- **Input records**
======

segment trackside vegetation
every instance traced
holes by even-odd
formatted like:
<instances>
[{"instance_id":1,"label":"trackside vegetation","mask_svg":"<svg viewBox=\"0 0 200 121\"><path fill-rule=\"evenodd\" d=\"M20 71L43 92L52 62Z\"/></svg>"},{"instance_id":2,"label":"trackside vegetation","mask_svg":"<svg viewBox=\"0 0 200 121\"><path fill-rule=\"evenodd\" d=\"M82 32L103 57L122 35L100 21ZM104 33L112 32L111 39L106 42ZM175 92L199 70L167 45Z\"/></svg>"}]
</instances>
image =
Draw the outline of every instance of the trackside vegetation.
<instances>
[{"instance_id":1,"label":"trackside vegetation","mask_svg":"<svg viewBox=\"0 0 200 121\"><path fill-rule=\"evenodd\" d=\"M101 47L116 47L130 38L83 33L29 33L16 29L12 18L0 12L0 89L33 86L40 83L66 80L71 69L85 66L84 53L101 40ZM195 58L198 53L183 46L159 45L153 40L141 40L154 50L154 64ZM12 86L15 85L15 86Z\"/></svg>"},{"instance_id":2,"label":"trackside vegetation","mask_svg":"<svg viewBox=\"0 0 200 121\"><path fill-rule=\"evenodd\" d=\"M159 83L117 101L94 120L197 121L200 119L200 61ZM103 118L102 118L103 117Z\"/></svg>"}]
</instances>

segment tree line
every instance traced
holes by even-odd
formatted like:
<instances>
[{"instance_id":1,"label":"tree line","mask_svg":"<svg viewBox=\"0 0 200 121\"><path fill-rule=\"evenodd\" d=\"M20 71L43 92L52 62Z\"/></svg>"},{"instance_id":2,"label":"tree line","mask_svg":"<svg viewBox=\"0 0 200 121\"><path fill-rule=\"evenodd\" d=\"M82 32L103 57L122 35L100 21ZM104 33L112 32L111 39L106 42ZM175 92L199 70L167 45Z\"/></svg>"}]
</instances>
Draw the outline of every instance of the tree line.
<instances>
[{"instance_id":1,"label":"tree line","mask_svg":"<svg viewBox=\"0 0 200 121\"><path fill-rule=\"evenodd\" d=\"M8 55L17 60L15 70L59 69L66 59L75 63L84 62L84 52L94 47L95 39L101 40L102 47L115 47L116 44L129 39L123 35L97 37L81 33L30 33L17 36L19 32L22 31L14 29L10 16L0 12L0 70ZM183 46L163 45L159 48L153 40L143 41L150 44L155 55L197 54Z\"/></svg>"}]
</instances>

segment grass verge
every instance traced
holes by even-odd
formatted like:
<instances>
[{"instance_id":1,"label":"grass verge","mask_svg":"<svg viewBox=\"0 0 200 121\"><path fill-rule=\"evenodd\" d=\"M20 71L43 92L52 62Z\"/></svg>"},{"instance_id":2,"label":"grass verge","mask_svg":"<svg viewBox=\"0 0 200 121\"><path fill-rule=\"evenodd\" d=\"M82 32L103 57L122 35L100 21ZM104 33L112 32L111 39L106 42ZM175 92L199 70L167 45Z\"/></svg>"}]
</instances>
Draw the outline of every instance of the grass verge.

======

- **Instructions to follow**
Copy all of the lines above word for word.

- **Task response**
segment trackside vegetation
every instance traced
holes by even-odd
formatted like:
<instances>
[{"instance_id":1,"label":"trackside vegetation","mask_svg":"<svg viewBox=\"0 0 200 121\"><path fill-rule=\"evenodd\" d=\"M20 71L43 92L52 62Z\"/></svg>"},{"instance_id":2,"label":"trackside vegetation","mask_svg":"<svg viewBox=\"0 0 200 121\"><path fill-rule=\"evenodd\" d=\"M82 32L103 57L122 35L100 21ZM104 33L112 32L111 39L106 42ZM175 92L199 70L167 45Z\"/></svg>"}]
</instances>
image =
Draw the outline of every instance of the trackside vegetation.
<instances>
[{"instance_id":1,"label":"trackside vegetation","mask_svg":"<svg viewBox=\"0 0 200 121\"><path fill-rule=\"evenodd\" d=\"M101 47L116 47L130 38L83 33L29 33L16 29L12 18L0 12L0 89L33 86L40 83L66 80L71 69L85 66L84 53L101 40ZM195 58L198 53L183 46L159 45L153 40L141 40L154 50L154 64ZM12 86L15 85L15 86Z\"/></svg>"},{"instance_id":2,"label":"trackside vegetation","mask_svg":"<svg viewBox=\"0 0 200 121\"><path fill-rule=\"evenodd\" d=\"M159 83L117 101L94 120L197 121L200 119L200 61ZM103 118L102 118L103 117Z\"/></svg>"}]
</instances>

segment tree line
every instance traced
holes by even-odd
formatted like:
<instances>
[{"instance_id":1,"label":"tree line","mask_svg":"<svg viewBox=\"0 0 200 121\"><path fill-rule=\"evenodd\" d=\"M20 71L43 92L52 62Z\"/></svg>"},{"instance_id":2,"label":"tree line","mask_svg":"<svg viewBox=\"0 0 200 121\"><path fill-rule=\"evenodd\" d=\"M82 32L103 57L122 35L100 21ZM104 33L112 32L111 39L106 42ZM175 92L199 70L167 45Z\"/></svg>"}]
</instances>
Draw the outline of every instance of the tree line.
<instances>
[{"instance_id":1,"label":"tree line","mask_svg":"<svg viewBox=\"0 0 200 121\"><path fill-rule=\"evenodd\" d=\"M8 55L17 60L15 70L59 69L66 59L75 63L84 62L84 52L94 47L95 39L101 40L102 47L115 47L116 44L129 39L123 35L97 37L81 33L30 33L17 36L19 32L22 31L14 29L10 16L0 12L0 70ZM183 46L163 45L159 48L153 40L143 41L150 44L155 55L197 54Z\"/></svg>"}]
</instances>

segment grass verge
every instance traced
holes by even-odd
formatted like:
<instances>
[{"instance_id":1,"label":"grass verge","mask_svg":"<svg viewBox=\"0 0 200 121\"><path fill-rule=\"evenodd\" d=\"M20 71L43 92L52 62Z\"/></svg>"},{"instance_id":2,"label":"grass verge","mask_svg":"<svg viewBox=\"0 0 200 121\"><path fill-rule=\"evenodd\" d=\"M82 32L103 57L122 35L100 21ZM104 33L112 32L111 39L106 42ZM175 92L199 70L167 45Z\"/></svg>"}]
</instances>
Draw the outline of every instance of the grass verge.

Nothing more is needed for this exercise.